Pointing items:
┄┄┄┄┄┄┄┄┄┄

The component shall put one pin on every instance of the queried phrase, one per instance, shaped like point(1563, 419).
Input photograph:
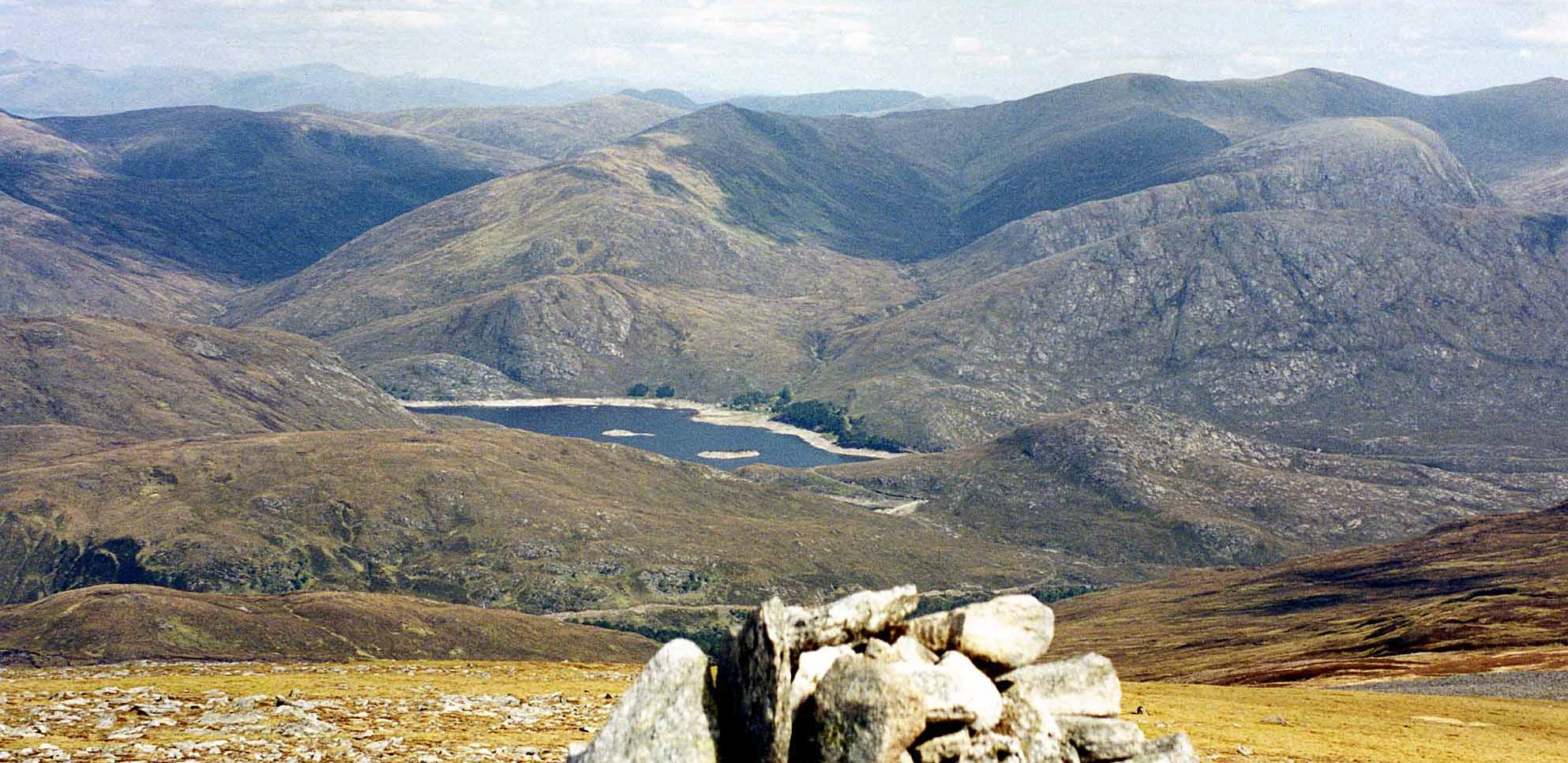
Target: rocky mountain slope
point(488, 516)
point(165, 214)
point(49, 88)
point(156, 381)
point(1347, 329)
point(1468, 597)
point(234, 193)
point(1131, 484)
point(118, 624)
point(545, 132)
point(1222, 240)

┄┄┄┄┄┄┄┄┄┄

■ **Stated task**
Give the items as a Markdown table with the columns Number and Item line, one row per line with blank lines skipped. Start with the first line of the items, go on through the line with "point(1468, 597)", and leave the pictures out of the answer.

■ **Solution for this problem**
| Number | Item line |
|---|---|
| 1 | The component shall put one pin on every instance of the queried phrase, one per instance, shaped like point(1563, 419). |
| 2 | Input photograph: |
| 3 | Target: rocky mountain slope |
| 4 | point(488, 516) |
| 5 | point(165, 214) |
| 6 | point(49, 88) |
| 7 | point(156, 381) |
| 8 | point(1347, 329) |
| 9 | point(1468, 597) |